## [DOCUMENT PASSAGE]
Reviews do not come from a clever trick. They come from a boring routine you run the same way every time. Build it into how you close out a job and the count takes care of itself.

Who: ask every customer, not just the happy ones

Ask every homeowner whose job you finished, full stop. Do not pre-screen for who you think will say something nice, because filtering by expected sentiment is the habit that gets your whole profile flagged. Asking all twenty beats hand-picking five, on volume alone. Make it a line on your job-completion checklist.

When: same day, on site, before you pull away

Timing is your biggest lever. Ask the moment the work is done and the customer is standing in their fresh space, impressed, while you are still there. Satisfaction peaks at handoff and decays by the hour, so a request sent three days later lands cold. Say it out loud, then text the link before you leave.

How: a text with a direct link they tap once

Remove every step between the customer and the review box. Texting beats email because almost everyone opens a text, and the link must land them straight on your review form with the stars ready, not on your profile to hunt around. Grab the short link from your Google Business Profile dashboard and send the same message every time.

Back it up with a QR card, and make it the crew's job

Print a small card or magnet with a QR code to the same link for jobs where texting is awkward; it costs cents and saves a review when a phone dies. If you run a crew, the lead on each job owns the ask: train them once, stock cards in every truck, and check the count weekly so the routine survives a busy week.

What to say

Wording that actually gets a review written, out loud and by text

The ask fails when it is vague, long, or sounds like a corporate survey. Keep it short, human, and specific. Here is wording that works, and the wording to drop.

The on-site line

Say it plainly while standing there: "If you're happy with how this turned out, the best thing you could do for us is leave a quick review on Google. I'll text you the link right now." It gives a reason and sets up the text. Saying it out loud first roughly doubles how many people act on it.

The text that follows

Two lines they can answer in a minute: "Thanks again for having us out today. If you've got 60 seconds, here's the link to leave a review, it really helps a small business like ours: [your direct link]." Personal, short, link right there. No app, no login wall, no throat-clearing before the ask.

Tell them what to mention, lightly

A blank box freezes people. Nudge gently: "Anything you write helps, even one line about the job or how the crew was." That gives a nervous reviewer a starting point and surfaces the trade-and-town words that help you get found. Suggesting a topic is fine; scripting their words or naming an employee is not.

## [EXTRACTED ENTRIES]

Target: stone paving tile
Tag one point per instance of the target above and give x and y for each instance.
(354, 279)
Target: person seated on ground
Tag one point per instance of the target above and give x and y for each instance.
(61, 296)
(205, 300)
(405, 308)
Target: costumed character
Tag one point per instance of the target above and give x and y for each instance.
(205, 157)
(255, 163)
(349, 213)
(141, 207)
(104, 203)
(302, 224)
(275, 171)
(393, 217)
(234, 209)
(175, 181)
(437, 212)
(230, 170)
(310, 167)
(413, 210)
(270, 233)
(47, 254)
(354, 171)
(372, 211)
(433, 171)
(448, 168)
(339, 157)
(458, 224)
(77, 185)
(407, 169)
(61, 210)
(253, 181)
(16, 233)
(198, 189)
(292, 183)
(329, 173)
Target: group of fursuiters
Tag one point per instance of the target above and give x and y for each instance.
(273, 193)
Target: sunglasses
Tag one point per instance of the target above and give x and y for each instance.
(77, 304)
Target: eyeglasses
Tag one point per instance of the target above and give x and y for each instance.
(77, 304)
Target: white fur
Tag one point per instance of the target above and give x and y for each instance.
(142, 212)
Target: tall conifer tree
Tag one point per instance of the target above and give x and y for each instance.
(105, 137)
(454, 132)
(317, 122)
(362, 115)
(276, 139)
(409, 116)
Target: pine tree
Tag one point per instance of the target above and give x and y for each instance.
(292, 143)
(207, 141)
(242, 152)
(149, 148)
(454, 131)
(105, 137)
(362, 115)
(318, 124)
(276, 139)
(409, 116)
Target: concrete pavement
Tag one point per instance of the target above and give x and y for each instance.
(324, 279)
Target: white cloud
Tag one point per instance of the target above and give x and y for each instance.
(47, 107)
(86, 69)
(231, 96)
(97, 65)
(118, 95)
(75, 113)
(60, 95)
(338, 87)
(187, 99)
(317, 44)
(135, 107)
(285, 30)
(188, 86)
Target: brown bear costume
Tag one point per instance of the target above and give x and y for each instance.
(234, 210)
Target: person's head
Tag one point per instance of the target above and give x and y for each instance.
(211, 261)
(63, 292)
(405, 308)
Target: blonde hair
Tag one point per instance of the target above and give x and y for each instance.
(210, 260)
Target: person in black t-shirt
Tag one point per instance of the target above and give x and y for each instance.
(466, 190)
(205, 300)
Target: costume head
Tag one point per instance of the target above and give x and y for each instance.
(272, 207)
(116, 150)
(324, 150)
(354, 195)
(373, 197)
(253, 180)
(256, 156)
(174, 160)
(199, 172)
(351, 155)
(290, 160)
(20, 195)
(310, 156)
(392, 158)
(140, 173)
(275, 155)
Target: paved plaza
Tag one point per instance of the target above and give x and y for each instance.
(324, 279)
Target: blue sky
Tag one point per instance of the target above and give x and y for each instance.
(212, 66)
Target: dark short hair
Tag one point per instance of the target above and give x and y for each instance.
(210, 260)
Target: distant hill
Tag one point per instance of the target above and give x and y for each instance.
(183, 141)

## [SHORT TASK A]
Transcribe the part of the text on asking customers for reviews starting with "Reviews do not" and going on through "your job-completion checklist.".
## [SHORT TASK B]
Answer these questions from the text on asking customers for reviews:
(i) Where does the text say to get the short review link?
(ii) How much does saying the ask out loud first change how many people act on it?
(iii) On a crew, who owns the ask on each job?
## [SHORT TASK C]
Continue the text on asking customers for reviews from where it stops.

## [EXERCISE RESULT A]
Reviews do not come from a clever trick. They come from a boring routine you run the same way every time. Build it into how you close out a job and the count takes care of itself.

Who: ask every customer, not just the happy ones

Ask every homeowner whose job you finished, full stop. Do not pre-screen for who you think will say something nice, because filtering by expected sentiment is the habit that gets your whole profile flagged. Asking all twenty beats hand-picking five, on volume alone. Make it a line on your job-completion checklist.

## [EXERCISE RESULT B]
(i) From your Google Business Profile dashboard.
(ii) It roughly doubles how many people act on it.
(iii) The lead on each job.

## [EXERCISE RESULT C]
Wording to drop

Cut anything that reeks of a form. "Please complete our customer satisfaction survey" gets ignored, and so does any version hinting the review should be five stars, because steering the rating breaks the rules and homeowners can smell it. Never promise a discount or gift in exchange, and never offer to take a bad review down for something.

The rules

The lines you cannot cross: FTC law and Google's review policy

Asking is encouraged. A handful of shortcuts are flatly illegal or against Google's rules and can cost you real money or your whole review profile. Know these cold before you build any process.

You cannot buy reviews, period

The Federal Trade Commission's rule on fake and deceptive reviews took effect October 21, 2024. It bans buying or selling reviews, posting fake ones, and undisclosed reviews from employees or anyone connected to the business. Penalties run up to $53,088 per violation for knowing offenders. Buying five stars is a federal violation with a price tag, not a tactic.

No incentives, not even small ones

Google prohibits offering anything of value for a review: money, a discount, a gift card, a free add-on, entry into a drawing. This holds whether you ask for a positive review or just a review at all, and it covers asking someone to revise or pull a negative one. A raffle for reviewers counts. If value changes hands for sentiment, you are over the line.

No review gating, ask everyone equally

Review gating means screening customers first, sending happy ones to Google and steering unhappy ones to a private complaint form. Google explicitly bans it. Any process that filters who gets asked by expected sentiment, job size, or a staff hunch violates policy, and enforcement now catches these patterns automatically. Ask every completed customer the same way.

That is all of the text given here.